TEXTE PRÉSENTÉ -
WASHINGTON : "Un catalyseur", voilà comme un élu a décrit la lanceuse d'alerte Frances Haugen, dont l'exposé a écorné mardi l'image de Facebook au point de pousser le Congrès à promettre de mieux réguler le géant californien.
"Banqueroute morale", "spirale", l'ingénieure informatique de 37 ans a décrit, avec calme et précision, la situation d'une entreprise qui a renoncé, selon elle, à quelques principes moraux au nom du profit.
"Vous avez été un catalyseur pour le changement comme je n'en ai encore jamais vu et je travaille sur ces sujets depuis 10 ou 15 ans", a commenté le sénateur démocrate Richard Blumenthal lors de son audition par la commission au Commerce du Sénat.
Il y a trois jours, cette trentenaire était inconnue, informaticienne parmi d'autres, à la carrière réussie mais loin des cercles dirigeants de Facebook. Aujourd'hui, son visage a fait le tour du monde et elle incarne, au moins pour quelques jours, la rébellion contre la toute-puissance des géants de la tech.
"Je sais que Facebook a les ressources et potentiellement la motivation pour ruiner mon existence, mais je l'accepte parce que je sais que je suis en accord avec mes valeurs et ce en quoi je crois", disait cette diplômée de Harvard dans une vidéo mise en ligne dimanche.
"Vous êtes une héroïne du 21 siècle, qui a averti notre pays des dangers que courent notre jeunesse et notre démocratie", a salué, solennellement, le sénateur démocrate Ed Markey. "Notre Nation vous est reconnaissante."
"Nous avons encore le temps d'agir. Mais il faut le faire maintenant", a exhorté Frances Haugen, qui a quitté Facebook en mai dernier après deux ans passés au sein de l'entreprise.
Au fil de son témoignage et des questions des sénateurs, elle a déroulé de façon implacable les contradictions et les turpitudes des dirigeants de Facebook, qui "financent leurs profits avec notre sûreté", selon elle. Parmi les dérives du groupe, selon Frances Haugen, les méthodes qui poussent les adolescents à utiliser Instagram à haute dose, au point de sombrer parfois dans l'addiction.
"Nous ne mettons pas les profits avant la sûreté des gens", a rétorqué un porte-parole de Facebook après l'audition. Pour lui, le groupe n'a aucune "incitation" à faire autre chose que "d'offrir au maximum de gens un moment positif sur Facebook".
Au passage, Frances Haugen a décerné une mention spéciale à Mark Zuckerberg, co-fondateur et PDG de l'entreprise, dont l'absence depuis le début de ce scandale est de plus en plus criante. Plusieurs sénateurs l'ont d'ailleurs invité mardi à venir répondre à leurs questions.
"Il n'y a pas d'entreprise aussi puissante qui soit contrôlée de manière aussi unilatérale. Donc au final, la responsabilité revient à Mark. Et il ne rend de comptes à personne. Et Mark Zuckerberg est, dans les faits, le concepteur en chef des algorithmes", a assuré l'ingénieure.

CONSIGNE -
Recopiez fidèlement un passage de l'article consacré à Frances Haugen. Commencez aux mots contenant « Il y a trois » et arrêtez-vous après « en ligne dimanche. ».

DONNÉES FOURNIES -
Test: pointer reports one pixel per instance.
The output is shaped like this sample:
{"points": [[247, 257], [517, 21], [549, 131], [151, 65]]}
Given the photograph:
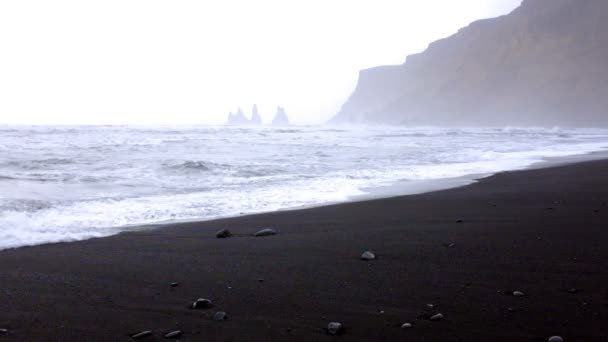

CORRIGÉ DE L'EXERCICE -
Il y a trois jours, cette trentenaire était inconnue, informaticienne parmi d'autres, à la carrière réussie mais loin des cercles dirigeants de Facebook. Aujourd'hui, son visage a fait le tour du monde et elle incarne, au moins pour quelques jours, la rébellion contre la toute-puissance des géants de la tech.
"Je sais que Facebook a les ressources et potentiellement la motivation pour ruiner mon existence, mais je l'accepte parce que je sais que je suis en accord avec mes valeurs et ce en quoi je crois", disait cette diplômée de Harvard dans une vidéo mise en ligne dimanche.